### YOUR INSTRUCTIONS
Change every "segment every instance of" in the rows below to "outline each instance of" and write the rows out again with nothing else altered. Leave the pictures out.
********************
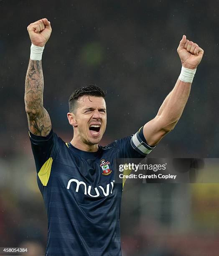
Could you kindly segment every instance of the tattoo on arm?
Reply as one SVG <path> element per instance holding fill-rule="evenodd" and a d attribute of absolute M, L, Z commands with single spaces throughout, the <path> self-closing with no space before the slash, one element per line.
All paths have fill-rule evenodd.
<path fill-rule="evenodd" d="M 36 135 L 46 136 L 51 130 L 51 125 L 48 113 L 43 106 L 43 86 L 41 61 L 30 59 L 24 97 L 29 128 Z"/>
<path fill-rule="evenodd" d="M 32 113 L 28 114 L 28 125 L 33 134 L 47 136 L 51 131 L 52 125 L 49 114 L 43 108 L 40 116 Z"/>

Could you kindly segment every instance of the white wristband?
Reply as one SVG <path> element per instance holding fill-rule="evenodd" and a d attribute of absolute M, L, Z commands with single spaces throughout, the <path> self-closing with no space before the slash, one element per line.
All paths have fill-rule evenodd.
<path fill-rule="evenodd" d="M 32 60 L 41 60 L 44 46 L 37 46 L 33 44 L 31 46 L 31 57 Z"/>
<path fill-rule="evenodd" d="M 186 83 L 192 83 L 196 72 L 196 69 L 190 69 L 182 66 L 179 79 Z"/>

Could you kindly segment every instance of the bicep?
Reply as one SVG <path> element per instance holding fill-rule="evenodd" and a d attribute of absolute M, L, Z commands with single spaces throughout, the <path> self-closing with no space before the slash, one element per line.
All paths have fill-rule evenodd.
<path fill-rule="evenodd" d="M 52 128 L 51 120 L 46 110 L 44 108 L 38 113 L 27 112 L 28 125 L 31 132 L 38 136 L 46 137 Z"/>
<path fill-rule="evenodd" d="M 170 131 L 163 128 L 164 126 L 159 116 L 156 116 L 144 125 L 143 133 L 149 145 L 154 146 L 157 145 Z"/>

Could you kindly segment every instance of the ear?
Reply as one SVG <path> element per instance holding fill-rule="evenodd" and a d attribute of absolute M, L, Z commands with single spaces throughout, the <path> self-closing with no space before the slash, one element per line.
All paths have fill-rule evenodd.
<path fill-rule="evenodd" d="M 69 112 L 67 114 L 67 117 L 69 119 L 69 124 L 74 127 L 76 127 L 78 126 L 78 123 L 76 120 L 75 115 L 73 113 L 70 113 Z"/>

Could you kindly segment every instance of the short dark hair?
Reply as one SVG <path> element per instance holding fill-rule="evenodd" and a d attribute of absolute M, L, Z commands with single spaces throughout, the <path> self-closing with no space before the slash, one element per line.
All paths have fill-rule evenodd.
<path fill-rule="evenodd" d="M 70 96 L 69 100 L 70 112 L 74 112 L 75 111 L 78 99 L 85 95 L 102 97 L 104 98 L 105 93 L 96 84 L 88 84 L 76 90 Z"/>

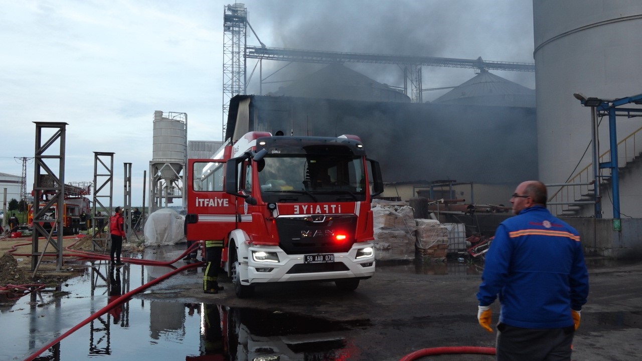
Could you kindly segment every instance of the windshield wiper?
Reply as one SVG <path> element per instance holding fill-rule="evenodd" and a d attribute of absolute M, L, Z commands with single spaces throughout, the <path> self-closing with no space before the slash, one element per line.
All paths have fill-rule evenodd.
<path fill-rule="evenodd" d="M 348 194 L 352 196 L 352 198 L 354 199 L 354 200 L 359 200 L 359 198 L 357 197 L 357 195 L 346 189 L 332 189 L 328 191 L 319 191 L 317 193 L 324 193 L 324 194 L 336 194 L 336 193 Z"/>
<path fill-rule="evenodd" d="M 310 196 L 310 198 L 311 198 L 312 200 L 314 200 L 315 202 L 318 202 L 318 200 L 317 200 L 317 197 L 315 197 L 314 195 L 313 195 L 310 192 L 309 192 L 308 191 L 306 191 L 306 190 L 303 190 L 303 191 L 280 191 L 278 193 L 304 194 L 306 195 Z"/>

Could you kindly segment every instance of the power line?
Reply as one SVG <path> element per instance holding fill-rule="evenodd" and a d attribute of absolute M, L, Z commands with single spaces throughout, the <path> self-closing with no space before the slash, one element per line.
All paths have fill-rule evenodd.
<path fill-rule="evenodd" d="M 13 157 L 17 161 L 22 162 L 22 174 L 20 179 L 20 200 L 24 200 L 27 195 L 27 162 L 33 159 L 33 157 Z"/>

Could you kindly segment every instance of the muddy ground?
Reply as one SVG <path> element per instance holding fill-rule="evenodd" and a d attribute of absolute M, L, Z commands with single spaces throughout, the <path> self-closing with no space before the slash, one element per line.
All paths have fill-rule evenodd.
<path fill-rule="evenodd" d="M 0 253 L 10 249 L 11 242 L 19 242 L 0 240 Z M 30 251 L 30 245 L 23 246 L 14 254 Z M 29 269 L 28 257 L 10 257 L 20 260 L 16 263 L 22 272 Z M 11 263 L 2 260 L 0 267 Z M 575 335 L 573 360 L 639 360 L 642 263 L 591 261 L 591 292 Z M 74 275 L 72 270 L 52 270 L 52 266 L 55 269 L 55 265 L 47 265 L 40 271 L 44 277 L 58 277 L 60 282 Z M 180 273 L 136 297 L 216 303 L 343 322 L 349 326 L 347 336 L 359 345 L 360 353 L 351 360 L 392 361 L 426 348 L 494 345 L 494 333 L 483 330 L 476 321 L 475 294 L 482 268 L 483 265 L 471 263 L 463 272 L 449 272 L 446 265 L 379 262 L 375 276 L 361 281 L 353 292 L 339 292 L 332 283 L 283 283 L 259 285 L 254 297 L 248 299 L 238 299 L 225 276 L 221 277 L 223 291 L 203 294 L 202 270 L 199 269 Z M 11 277 L 4 271 L 0 276 L 0 285 Z M 493 307 L 496 321 L 498 305 Z M 438 357 L 442 360 L 492 359 L 479 355 Z"/>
********************
### WORKED SOLUTION
Could you kindly outline each instance of the tattoo on arm?
Reply as one SVG <path> element per instance holding fill-rule="evenodd" and a d attribute of absolute M, L, Z commands with single spaces throughout, the <path> self-closing with no space before the slash, one element per line.
All paths have fill-rule evenodd.
<path fill-rule="evenodd" d="M 36 135 L 46 136 L 51 130 L 51 125 L 48 113 L 43 106 L 43 86 L 41 61 L 30 59 L 24 97 L 29 128 Z"/>
<path fill-rule="evenodd" d="M 32 113 L 28 114 L 28 125 L 33 134 L 47 136 L 51 131 L 52 125 L 49 114 L 43 108 L 40 116 Z"/>

Could you kindly outline each instance of the white wristband?
Reply as one SVG <path> element per instance holding fill-rule="evenodd" and a d attribute of absolute M, L, Z commands with single spaces throughout, the <path> self-closing with no space before the slash, one element per line.
All paths have fill-rule evenodd.
<path fill-rule="evenodd" d="M 32 60 L 41 60 L 44 46 L 37 46 L 33 44 L 31 46 L 31 57 Z"/>
<path fill-rule="evenodd" d="M 186 83 L 192 83 L 196 72 L 196 69 L 190 69 L 182 66 L 179 79 Z"/>

Could you kindly outline each instance of the bicep?
Reply as one SVG <path> element per instance holding fill-rule="evenodd" and a d attribute of absolute M, L, Z commands with single spaces throughout, the <path> self-closing with no space before the slash, one element per line.
All paths have fill-rule evenodd.
<path fill-rule="evenodd" d="M 52 128 L 51 120 L 46 110 L 44 108 L 38 113 L 27 112 L 28 125 L 31 132 L 38 136 L 46 137 Z"/>
<path fill-rule="evenodd" d="M 170 131 L 163 128 L 164 126 L 159 116 L 156 116 L 144 125 L 143 133 L 149 145 L 154 146 L 157 145 Z"/>

Could you kindly outline each instance of the ear?
Reply as one SVG <path> element per instance holding fill-rule="evenodd" and a d attribute of absolute M, L, Z commands with single spaces throughout, the <path> self-closing with no space before the slash, one element per line.
All paths have fill-rule evenodd.
<path fill-rule="evenodd" d="M 69 112 L 67 114 L 67 117 L 69 119 L 69 124 L 74 127 L 76 127 L 78 126 L 78 123 L 76 120 L 75 115 L 73 113 L 70 113 Z"/>

Could you kindly outline each instance of the short dark hair?
Reply as one SVG <path> element per instance holding fill-rule="evenodd" and a d attribute of absolute M, L, Z commands with single spaces throughout, the <path> self-closing with no space before the slash, one element per line.
All paths have fill-rule evenodd.
<path fill-rule="evenodd" d="M 70 96 L 69 100 L 70 112 L 74 112 L 75 111 L 78 99 L 85 95 L 102 97 L 104 98 L 105 93 L 96 84 L 88 84 L 76 90 Z"/>

Could you kindly outline each instance of the windshield wiper?
Reply as one SVG <path> element per instance holding fill-rule="evenodd" and a d attribute of absolute M, L, Z commands with single spaces throughout, the <path> self-closing with no space before the slash, one element per line.
All paths have fill-rule evenodd.
<path fill-rule="evenodd" d="M 348 194 L 352 196 L 352 198 L 354 199 L 354 200 L 359 200 L 359 198 L 357 197 L 357 195 L 346 189 L 332 189 L 328 191 L 319 191 L 317 193 L 324 193 L 324 194 L 336 194 L 336 193 Z"/>
<path fill-rule="evenodd" d="M 310 196 L 310 198 L 311 198 L 312 200 L 314 200 L 315 202 L 318 202 L 318 200 L 317 200 L 317 197 L 315 197 L 314 195 L 313 195 L 310 192 L 309 192 L 308 191 L 306 191 L 306 190 L 303 190 L 303 191 L 280 191 L 278 193 L 304 194 L 306 195 Z"/>

Could you kindly outline each instance of the power line?
Reply as one SVG <path> element per instance holding fill-rule="evenodd" and a d attribute of absolute M, L, Z commands with single spaces throughout, the <path> self-closing with no space before the slash, one element per line.
All paths have fill-rule evenodd.
<path fill-rule="evenodd" d="M 13 157 L 17 161 L 22 162 L 22 174 L 20 179 L 20 200 L 24 200 L 27 195 L 27 162 L 33 159 L 33 157 Z"/>

Could you kindly outline each instance of the muddy ground?
Reply as one SVG <path> element per instance holding fill-rule="evenodd" and a d attribute of absolute M, L, Z commands with single spaces throughout, the <path> self-closing with no space before the slash, one element per line.
All paths have fill-rule evenodd.
<path fill-rule="evenodd" d="M 0 253 L 10 249 L 11 242 L 19 242 L 0 240 Z M 30 251 L 30 245 L 23 246 L 14 254 Z M 29 269 L 28 257 L 10 257 L 20 260 L 16 263 L 22 272 Z M 11 263 L 2 260 L 0 267 Z M 575 335 L 573 360 L 639 360 L 642 263 L 591 261 L 591 292 Z M 74 275 L 72 270 L 52 270 L 52 266 L 55 269 L 55 265 L 47 265 L 40 271 L 44 277 L 58 277 L 60 282 Z M 180 273 L 136 297 L 216 303 L 343 322 L 349 326 L 347 336 L 359 345 L 360 353 L 351 360 L 392 361 L 426 348 L 494 345 L 494 333 L 483 330 L 476 321 L 475 294 L 482 268 L 483 265 L 471 263 L 463 272 L 449 272 L 446 265 L 379 262 L 375 276 L 361 281 L 353 292 L 339 292 L 332 283 L 283 283 L 259 285 L 254 297 L 248 299 L 238 299 L 225 276 L 221 277 L 223 291 L 203 294 L 202 270 L 199 269 Z M 11 277 L 4 271 L 0 276 L 0 285 Z M 493 307 L 496 321 L 498 305 Z M 438 357 L 442 360 L 492 359 L 479 355 Z"/>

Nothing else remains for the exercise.